[TASK ITEM]: Please return all lines of the data below containing the string "empty".

[Point localization data]
Content starts

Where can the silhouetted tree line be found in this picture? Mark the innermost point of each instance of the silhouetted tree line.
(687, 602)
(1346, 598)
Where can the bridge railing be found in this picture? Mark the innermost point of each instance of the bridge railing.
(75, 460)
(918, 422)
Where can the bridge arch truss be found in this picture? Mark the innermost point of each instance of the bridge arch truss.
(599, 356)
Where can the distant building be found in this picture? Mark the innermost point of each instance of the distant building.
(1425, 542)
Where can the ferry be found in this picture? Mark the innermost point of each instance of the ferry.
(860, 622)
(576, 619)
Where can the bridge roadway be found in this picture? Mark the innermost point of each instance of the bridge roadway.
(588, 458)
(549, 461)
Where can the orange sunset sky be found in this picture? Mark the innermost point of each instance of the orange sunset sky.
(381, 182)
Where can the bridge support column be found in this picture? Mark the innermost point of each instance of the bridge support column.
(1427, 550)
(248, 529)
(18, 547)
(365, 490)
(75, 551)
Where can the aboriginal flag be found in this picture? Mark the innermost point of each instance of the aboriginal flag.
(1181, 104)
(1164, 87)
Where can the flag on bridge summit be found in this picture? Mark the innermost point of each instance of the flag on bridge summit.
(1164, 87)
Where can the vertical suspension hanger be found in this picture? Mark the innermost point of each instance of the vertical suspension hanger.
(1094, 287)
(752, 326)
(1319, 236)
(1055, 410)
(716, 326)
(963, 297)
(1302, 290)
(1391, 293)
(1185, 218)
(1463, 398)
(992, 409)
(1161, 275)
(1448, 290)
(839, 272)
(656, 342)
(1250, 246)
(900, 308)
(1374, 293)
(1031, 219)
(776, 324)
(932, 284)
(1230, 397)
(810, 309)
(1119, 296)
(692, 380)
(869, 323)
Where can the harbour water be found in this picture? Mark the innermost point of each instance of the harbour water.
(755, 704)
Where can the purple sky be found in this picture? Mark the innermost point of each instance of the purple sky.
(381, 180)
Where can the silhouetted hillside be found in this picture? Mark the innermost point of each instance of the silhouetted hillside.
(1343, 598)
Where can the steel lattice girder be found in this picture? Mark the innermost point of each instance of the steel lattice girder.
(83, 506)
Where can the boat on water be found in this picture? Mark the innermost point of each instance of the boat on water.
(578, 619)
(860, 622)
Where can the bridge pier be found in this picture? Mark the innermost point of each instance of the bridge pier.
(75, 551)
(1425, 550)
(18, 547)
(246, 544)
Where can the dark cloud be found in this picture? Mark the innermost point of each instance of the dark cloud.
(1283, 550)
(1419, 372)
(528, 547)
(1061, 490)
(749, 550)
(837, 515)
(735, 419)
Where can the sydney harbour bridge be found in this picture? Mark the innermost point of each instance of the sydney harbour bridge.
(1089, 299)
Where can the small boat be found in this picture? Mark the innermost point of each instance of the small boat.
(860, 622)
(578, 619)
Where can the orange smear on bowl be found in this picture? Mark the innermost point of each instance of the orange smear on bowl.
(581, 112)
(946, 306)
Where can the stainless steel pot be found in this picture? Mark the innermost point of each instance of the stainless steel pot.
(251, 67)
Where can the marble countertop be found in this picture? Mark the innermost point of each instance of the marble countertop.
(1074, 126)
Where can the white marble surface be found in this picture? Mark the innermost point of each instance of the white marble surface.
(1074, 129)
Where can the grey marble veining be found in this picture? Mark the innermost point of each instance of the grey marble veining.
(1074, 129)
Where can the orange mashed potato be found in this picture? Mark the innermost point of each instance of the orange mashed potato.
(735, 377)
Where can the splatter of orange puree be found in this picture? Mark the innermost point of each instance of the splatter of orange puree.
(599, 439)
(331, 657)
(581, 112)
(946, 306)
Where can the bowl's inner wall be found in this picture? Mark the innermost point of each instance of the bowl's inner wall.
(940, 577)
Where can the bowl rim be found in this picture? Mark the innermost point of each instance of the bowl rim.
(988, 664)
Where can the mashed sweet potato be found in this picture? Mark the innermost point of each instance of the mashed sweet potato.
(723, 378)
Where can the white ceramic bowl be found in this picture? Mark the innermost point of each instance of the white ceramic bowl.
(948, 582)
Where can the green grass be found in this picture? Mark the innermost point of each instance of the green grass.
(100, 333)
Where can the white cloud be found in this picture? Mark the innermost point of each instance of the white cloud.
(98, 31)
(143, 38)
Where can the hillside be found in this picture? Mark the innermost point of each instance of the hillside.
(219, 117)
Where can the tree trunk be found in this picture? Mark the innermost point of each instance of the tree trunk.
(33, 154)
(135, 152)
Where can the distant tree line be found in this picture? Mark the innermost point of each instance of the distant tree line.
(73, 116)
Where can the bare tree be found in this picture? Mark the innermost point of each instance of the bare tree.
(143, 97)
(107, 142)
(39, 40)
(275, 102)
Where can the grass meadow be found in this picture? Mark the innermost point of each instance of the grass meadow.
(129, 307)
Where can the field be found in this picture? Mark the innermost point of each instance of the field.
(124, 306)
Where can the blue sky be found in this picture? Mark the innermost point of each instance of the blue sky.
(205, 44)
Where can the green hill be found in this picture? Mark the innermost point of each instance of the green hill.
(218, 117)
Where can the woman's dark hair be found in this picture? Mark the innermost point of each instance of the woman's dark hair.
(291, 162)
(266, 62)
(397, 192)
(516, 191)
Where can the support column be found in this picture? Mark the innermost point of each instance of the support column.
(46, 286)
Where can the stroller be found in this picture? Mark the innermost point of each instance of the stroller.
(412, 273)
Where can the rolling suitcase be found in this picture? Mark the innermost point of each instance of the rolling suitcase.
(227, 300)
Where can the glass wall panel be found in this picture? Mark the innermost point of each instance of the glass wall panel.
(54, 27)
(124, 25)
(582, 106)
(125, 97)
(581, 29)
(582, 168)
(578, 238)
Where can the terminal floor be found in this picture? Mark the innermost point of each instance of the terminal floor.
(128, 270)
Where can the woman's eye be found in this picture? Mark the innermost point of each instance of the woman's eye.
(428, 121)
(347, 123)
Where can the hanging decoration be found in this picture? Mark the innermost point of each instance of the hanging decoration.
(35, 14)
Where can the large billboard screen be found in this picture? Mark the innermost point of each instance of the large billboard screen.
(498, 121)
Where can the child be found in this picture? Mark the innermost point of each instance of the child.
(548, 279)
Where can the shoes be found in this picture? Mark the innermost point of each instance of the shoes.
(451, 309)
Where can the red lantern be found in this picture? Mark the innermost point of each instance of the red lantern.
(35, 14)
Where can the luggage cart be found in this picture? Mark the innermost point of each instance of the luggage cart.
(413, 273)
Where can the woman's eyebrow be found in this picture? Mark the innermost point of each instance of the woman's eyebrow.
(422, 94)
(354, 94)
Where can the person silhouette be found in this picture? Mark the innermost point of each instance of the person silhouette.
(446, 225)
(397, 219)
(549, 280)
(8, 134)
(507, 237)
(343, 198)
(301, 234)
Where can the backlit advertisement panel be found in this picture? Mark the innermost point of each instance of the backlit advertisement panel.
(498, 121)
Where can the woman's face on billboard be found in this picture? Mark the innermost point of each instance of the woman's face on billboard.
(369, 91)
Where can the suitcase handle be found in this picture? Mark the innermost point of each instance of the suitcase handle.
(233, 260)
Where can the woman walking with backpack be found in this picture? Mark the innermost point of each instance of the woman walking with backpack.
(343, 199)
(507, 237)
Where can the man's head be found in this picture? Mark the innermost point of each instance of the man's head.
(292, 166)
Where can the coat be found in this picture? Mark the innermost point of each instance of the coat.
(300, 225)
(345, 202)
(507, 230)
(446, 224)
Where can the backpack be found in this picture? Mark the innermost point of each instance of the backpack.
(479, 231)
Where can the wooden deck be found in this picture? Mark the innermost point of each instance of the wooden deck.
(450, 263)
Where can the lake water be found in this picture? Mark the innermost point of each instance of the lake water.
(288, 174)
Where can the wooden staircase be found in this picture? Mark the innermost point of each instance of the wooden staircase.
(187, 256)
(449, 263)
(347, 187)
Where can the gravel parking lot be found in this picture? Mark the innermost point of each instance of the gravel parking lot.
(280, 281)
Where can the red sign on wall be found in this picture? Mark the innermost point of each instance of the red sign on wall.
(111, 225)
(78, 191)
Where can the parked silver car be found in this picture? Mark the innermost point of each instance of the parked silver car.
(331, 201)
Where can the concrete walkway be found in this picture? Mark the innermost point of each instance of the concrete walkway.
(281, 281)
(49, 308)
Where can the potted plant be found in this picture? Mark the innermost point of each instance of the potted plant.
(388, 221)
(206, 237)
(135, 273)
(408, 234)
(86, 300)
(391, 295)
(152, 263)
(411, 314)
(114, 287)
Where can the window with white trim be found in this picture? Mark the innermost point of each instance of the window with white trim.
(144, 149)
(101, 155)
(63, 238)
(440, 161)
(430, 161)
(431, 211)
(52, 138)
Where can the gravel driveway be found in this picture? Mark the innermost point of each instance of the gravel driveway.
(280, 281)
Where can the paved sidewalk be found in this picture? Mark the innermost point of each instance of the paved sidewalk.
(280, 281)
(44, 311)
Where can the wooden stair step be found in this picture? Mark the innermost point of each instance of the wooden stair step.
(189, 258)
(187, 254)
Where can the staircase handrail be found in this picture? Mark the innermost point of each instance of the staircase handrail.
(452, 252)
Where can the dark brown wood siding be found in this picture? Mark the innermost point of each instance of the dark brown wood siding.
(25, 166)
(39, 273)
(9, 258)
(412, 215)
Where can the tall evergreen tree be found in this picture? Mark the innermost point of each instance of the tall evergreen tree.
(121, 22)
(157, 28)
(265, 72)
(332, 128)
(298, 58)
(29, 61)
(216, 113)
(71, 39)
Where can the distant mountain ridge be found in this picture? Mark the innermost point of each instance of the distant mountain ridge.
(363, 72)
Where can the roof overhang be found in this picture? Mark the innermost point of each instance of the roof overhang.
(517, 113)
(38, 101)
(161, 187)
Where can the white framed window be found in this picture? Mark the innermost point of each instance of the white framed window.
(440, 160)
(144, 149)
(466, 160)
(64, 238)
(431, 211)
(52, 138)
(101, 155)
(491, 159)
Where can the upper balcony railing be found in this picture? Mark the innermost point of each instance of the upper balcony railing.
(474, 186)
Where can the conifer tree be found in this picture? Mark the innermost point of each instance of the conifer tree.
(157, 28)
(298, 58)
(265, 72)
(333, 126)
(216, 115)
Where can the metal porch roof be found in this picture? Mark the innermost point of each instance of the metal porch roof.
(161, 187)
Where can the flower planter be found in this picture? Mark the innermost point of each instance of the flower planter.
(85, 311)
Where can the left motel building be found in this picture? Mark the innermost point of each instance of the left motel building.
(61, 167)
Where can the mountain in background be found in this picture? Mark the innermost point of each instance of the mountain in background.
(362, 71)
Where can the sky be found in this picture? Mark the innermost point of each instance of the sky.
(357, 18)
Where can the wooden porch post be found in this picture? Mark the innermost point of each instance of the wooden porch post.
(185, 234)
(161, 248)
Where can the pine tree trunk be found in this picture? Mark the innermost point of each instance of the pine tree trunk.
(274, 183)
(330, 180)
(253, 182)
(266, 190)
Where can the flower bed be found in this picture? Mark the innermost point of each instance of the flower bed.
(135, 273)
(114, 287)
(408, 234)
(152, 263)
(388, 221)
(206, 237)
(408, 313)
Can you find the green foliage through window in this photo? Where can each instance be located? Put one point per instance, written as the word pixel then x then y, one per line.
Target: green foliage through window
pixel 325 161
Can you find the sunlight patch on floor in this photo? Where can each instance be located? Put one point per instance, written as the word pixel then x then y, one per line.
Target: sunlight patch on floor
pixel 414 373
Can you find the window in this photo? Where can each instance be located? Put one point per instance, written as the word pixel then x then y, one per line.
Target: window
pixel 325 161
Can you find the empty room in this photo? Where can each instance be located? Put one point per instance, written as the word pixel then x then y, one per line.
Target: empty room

Content ends

[TASK SOLUTION]:
Can you find the empty room in this photo? Where can each instance be located? Put one point per instance, written as the word pixel then x then y, one per line.
Target: empty room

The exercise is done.